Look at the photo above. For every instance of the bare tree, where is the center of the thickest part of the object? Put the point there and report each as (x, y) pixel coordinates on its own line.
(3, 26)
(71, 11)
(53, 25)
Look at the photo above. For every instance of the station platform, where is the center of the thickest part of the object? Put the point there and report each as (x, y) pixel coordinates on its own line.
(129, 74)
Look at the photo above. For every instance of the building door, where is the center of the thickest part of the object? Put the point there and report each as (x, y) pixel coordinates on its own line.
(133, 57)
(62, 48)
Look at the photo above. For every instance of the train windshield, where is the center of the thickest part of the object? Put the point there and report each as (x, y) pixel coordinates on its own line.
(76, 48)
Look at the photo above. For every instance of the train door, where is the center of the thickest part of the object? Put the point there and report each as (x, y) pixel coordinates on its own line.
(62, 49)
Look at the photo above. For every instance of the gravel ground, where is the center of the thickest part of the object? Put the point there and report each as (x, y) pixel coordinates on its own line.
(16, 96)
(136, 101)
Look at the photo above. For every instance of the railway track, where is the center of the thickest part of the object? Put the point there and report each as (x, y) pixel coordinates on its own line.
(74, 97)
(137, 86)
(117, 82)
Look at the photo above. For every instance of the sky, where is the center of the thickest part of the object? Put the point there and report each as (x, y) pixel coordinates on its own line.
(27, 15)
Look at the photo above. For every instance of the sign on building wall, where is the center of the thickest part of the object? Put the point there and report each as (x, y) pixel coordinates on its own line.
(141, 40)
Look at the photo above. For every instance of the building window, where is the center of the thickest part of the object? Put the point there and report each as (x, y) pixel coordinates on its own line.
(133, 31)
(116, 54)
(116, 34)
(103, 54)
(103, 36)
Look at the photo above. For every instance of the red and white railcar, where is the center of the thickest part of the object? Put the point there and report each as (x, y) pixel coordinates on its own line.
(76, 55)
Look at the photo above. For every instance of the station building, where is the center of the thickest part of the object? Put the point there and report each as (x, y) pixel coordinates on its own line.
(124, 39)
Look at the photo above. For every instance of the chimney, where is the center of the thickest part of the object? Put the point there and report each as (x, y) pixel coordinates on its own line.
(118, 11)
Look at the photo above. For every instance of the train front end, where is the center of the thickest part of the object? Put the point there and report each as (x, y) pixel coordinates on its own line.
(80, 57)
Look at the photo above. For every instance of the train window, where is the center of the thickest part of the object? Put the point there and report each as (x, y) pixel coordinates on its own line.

════

§ **TASK ITEM**
Would you repeat each of the lines above exactly?

§ **RESULT FOR THIS EXERCISE**
Look at the photo above. For every instance of the bare tree, where is the center of the thickest part of the object? Put the point there and report each as (x, y) pixel coordinates on its own line.
(3, 26)
(71, 11)
(53, 25)
Look at the photo above. For every instance of the station platform, where is the center of the thickest part of the object? Put the point there and report each as (x, y) pixel coordinates on its own line.
(129, 74)
Look at the photo above. For every instance of the building door, where is the center of the thickest part of the object? Put the point there and report each as (x, y) pixel coordinates on its own line.
(133, 57)
(62, 48)
Look at the photo above. For every instance of the train windshield, where is the center of the thickest part of the object? Put the point there and report each as (x, y) pixel coordinates on its own line.
(76, 48)
Look at the photo above. For every instance of the train door, where is the center of the thickest part of the object? Put the point there and report each as (x, y) pixel coordinates on its own line.
(62, 49)
Look at the photo above. For every instance of the gravel ground, where is the center of the thickest part of the object? Put the point there and report each as (x, y) pixel coordinates on its own line.
(16, 96)
(136, 101)
Look at the photo above. For every instance of the railway track, where is the center of the thickest part of the object? Put the point there and report each as (x, y) pixel coordinates on its own line.
(74, 97)
(137, 86)
(117, 82)
Look at the photo above. For every instance of the sky, where is the center of the thickest part of the object? Put the point there and report each as (x, y) pixel coordinates on its own line.
(27, 15)
Look at the photo above. For every instance of the sign on building wall, where is the center of the thickest part of the object? Put the point there and report each as (x, y) pixel coordinates on its own line.
(141, 40)
Look at the photo above. For every instance of the building window, where is the center of the thickest part of the object? Put the point there and report each as (x, y) pixel coordinates on its own line.
(133, 31)
(116, 54)
(116, 34)
(103, 54)
(103, 36)
Look at the photo above. For every instance of the red and white railcar, where is the center of the thickest part of the object? Put the point there and report each as (x, y) pixel coordinates on its own line.
(76, 55)
Look at the photo above. For every instance of the station building, where is the center of the thickest part of the object? Put the point there and report each as (x, y) pixel coordinates on its own line.
(124, 39)
Look at the photo above. For every instance of the chimney, where is the center of the thickest part of the object? Put the point there and report each as (x, y) pixel coordinates on its own line.
(118, 11)
Look at the photo above. For every instance of the train front end, where is the center of the thickest part of the object? Put the point there and report each as (x, y) pixel coordinates on its own line.
(80, 57)
Look at the photo above. For every instance of the train window, where is the center of the thickest part of the object? Put the point there and report each as (x, y) pixel coordinates on its own line.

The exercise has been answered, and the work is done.